This would have been probably one of the coolest PCs at the time. Well 
beating the Apples, Atari 400s/800s and the IBMs and anything else out there 
in the 8 bit line and even the TI.

Though, these would of are would ofs and will not make a difference in the 
end.

All we can really hope for the brand (if we dare), is something distinctive 
and cool and very well done - be done by Commodore/Yeahronimo which I should 
by now refer to them more and more as Commodore as it appears as the 
Commodore aspect of things are consuming more and more of Yeahronimo and 
ultimately Yeahronimo becoming essentially Commodore one little inch at a 
time.





0
Reply Rick 9/24/2005 6:40:13 AM

<dunric@yahoo.com> wrote in message 
news:1127512504.487920.233160@g43g2000cwa.googlegroups.com...
> It is always interesting to go back and play the "what if" game with
> computers. Like:
>
> What if Commodore had released the Commodore 64 back in 1979, to
> compete with the then relatively new Apple II and Atari 400/800
> machines?
>
> What would have been the target price for the 64?
>
> Let's suspend belief for a moment and say that the technology was
> available to develop a relatively inexpensive, 64k computer using MOS
> technology chips in mid-1979.

> _What you will do_:
(A) In the Commodore discussion, what year does the quoted message imagine for the release of the Commodore 64?
(B) Carry on the Commodore discussion from the point where it stops.

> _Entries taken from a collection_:

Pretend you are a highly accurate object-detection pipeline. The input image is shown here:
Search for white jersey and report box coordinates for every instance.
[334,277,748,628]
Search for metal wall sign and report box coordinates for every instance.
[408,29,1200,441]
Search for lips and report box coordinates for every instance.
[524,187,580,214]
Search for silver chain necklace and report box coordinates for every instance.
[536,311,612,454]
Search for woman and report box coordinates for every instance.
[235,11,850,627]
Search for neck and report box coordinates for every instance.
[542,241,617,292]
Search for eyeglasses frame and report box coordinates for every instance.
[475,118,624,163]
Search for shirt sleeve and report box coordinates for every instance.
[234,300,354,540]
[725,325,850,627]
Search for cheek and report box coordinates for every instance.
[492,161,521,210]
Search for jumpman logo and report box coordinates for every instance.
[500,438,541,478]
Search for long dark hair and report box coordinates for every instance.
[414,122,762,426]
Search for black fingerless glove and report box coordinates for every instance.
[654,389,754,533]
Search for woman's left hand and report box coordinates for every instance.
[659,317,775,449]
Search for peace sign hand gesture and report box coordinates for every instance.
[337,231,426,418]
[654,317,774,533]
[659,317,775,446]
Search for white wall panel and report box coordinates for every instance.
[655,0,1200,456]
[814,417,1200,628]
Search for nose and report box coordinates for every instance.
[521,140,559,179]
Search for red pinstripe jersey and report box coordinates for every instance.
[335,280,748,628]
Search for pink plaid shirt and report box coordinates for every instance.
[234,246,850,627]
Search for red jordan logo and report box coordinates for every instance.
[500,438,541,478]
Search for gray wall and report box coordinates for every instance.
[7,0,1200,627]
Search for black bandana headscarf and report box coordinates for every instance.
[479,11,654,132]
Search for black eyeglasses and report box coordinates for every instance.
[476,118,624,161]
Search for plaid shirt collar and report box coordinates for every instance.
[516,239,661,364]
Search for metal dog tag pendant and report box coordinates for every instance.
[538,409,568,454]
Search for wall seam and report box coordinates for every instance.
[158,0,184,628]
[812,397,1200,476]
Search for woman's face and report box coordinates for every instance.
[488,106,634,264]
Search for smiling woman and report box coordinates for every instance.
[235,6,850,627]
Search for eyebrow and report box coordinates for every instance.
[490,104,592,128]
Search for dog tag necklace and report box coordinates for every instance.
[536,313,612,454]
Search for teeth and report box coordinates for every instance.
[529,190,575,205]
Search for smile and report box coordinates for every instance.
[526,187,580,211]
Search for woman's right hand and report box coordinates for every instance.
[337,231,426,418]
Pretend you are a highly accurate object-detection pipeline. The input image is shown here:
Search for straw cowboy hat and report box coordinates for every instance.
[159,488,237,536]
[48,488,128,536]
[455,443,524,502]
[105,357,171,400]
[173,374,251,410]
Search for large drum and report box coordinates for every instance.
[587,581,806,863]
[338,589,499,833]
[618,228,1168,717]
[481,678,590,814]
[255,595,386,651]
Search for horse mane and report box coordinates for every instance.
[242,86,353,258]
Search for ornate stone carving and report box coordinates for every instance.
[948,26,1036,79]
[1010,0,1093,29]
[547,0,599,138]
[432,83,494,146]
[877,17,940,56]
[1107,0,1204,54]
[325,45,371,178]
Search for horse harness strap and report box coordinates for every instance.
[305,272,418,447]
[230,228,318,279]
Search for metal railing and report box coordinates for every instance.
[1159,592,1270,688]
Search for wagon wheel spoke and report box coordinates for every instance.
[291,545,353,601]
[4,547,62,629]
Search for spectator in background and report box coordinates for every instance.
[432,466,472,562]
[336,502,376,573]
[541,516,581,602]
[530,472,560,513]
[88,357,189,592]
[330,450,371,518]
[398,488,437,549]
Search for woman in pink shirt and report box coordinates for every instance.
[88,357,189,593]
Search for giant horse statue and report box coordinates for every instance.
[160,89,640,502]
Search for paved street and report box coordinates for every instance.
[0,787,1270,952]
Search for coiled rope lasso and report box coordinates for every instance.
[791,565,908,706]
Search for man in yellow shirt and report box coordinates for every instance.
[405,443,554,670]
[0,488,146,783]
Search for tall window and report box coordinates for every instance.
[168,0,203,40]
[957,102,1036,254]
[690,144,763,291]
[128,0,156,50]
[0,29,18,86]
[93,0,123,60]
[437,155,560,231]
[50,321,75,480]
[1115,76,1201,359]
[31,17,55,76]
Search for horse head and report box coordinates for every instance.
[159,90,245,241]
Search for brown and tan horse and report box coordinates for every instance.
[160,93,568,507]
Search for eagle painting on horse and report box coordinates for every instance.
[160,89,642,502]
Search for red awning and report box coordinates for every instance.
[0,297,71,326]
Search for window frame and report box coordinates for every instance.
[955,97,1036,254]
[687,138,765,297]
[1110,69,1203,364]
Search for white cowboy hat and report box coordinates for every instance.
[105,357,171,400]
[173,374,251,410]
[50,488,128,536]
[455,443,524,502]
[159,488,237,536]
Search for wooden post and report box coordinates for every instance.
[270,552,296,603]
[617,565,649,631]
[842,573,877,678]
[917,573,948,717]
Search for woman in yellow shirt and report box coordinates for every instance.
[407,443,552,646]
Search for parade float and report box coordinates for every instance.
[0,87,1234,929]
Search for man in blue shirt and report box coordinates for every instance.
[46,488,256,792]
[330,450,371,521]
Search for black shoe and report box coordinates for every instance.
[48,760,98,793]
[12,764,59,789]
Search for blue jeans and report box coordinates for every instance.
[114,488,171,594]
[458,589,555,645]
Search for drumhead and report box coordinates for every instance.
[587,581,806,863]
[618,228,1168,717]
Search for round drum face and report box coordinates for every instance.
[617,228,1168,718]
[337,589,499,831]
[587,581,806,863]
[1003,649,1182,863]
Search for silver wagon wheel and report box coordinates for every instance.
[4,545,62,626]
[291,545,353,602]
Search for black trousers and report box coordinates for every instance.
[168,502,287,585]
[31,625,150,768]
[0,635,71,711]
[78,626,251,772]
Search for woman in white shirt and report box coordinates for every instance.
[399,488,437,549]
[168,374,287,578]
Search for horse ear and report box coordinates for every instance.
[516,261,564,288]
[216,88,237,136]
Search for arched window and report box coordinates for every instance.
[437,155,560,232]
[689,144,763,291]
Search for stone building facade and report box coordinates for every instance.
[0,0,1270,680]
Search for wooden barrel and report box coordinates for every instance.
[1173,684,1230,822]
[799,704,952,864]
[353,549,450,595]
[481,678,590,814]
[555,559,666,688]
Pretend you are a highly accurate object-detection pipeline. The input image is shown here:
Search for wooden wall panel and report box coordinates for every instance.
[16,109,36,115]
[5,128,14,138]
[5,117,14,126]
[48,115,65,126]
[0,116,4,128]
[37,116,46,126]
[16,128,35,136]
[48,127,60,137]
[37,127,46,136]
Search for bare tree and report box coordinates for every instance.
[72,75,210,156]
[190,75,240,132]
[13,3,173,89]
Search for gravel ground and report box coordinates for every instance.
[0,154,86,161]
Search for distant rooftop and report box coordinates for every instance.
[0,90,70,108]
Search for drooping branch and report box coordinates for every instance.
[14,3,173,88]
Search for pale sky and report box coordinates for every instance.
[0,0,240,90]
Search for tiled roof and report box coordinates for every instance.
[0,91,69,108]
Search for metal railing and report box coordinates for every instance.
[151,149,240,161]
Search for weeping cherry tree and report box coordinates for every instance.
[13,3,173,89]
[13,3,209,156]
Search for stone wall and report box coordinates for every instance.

> _In response_:
(A) 1979

(B)
>
> Would the 1979 version of the C64 have incorporated the VIC-I, without
> the SID, and just a tone noise generator (to cut costs)? Or would
> Commodore have had the knowledge to develop the SID and VIC-II before
> 1980?
>
> How would Commodore's market for the 64 have been different? Would they
> have sold as many as 22 million C64s? Would the retail market for the
> 64 last as long as it did (1982-1992 or so)?
>
> I'm almost certain that if the idea for the 64 was implemented by
> Commodore engineers in 1979 (instead of 1982) that Jack Tramiel would
> have stayed at Commodore longer and the Commodore company as we know it
> may have survived an extra 2 to 3 years longer than it actually did.
>
> The VIC probably would have been scrapped in favor of the 64, and the
> 128 may have come about in 1982 (instead of 1985).
>
> This doesn't really affect the Amiga, as the Amiga technology wasn't
> really readily available until 1984 (128KB, 4,096 color Lorraine
> prototype).
>
> Would love to hear ideas and theories on this subject. Have long
> considered time and place a key part to market success of a computer. I
> know that the 64 was "right place, right time, right market," but it
> may have flopped if introduced in 1979 (too far ahead of its time, plus
> too expensive to manufacture).
>
> What would a C64 have cost in 1979 dollars? $1500?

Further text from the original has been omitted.